Stored entries:
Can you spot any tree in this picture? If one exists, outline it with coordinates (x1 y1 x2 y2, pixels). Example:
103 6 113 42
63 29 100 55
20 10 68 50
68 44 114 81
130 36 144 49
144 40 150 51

Problem to work on: The response should consist of every record, written out exactly as given.

Task answer:
Can you spot any tree in this picture? If one exists, outline it with coordinates (x1 y1 x2 y2, pixels). Example:
103 6 113 42
63 29 100 55
20 10 68 50
68 44 114 81
130 36 144 49
144 40 150 51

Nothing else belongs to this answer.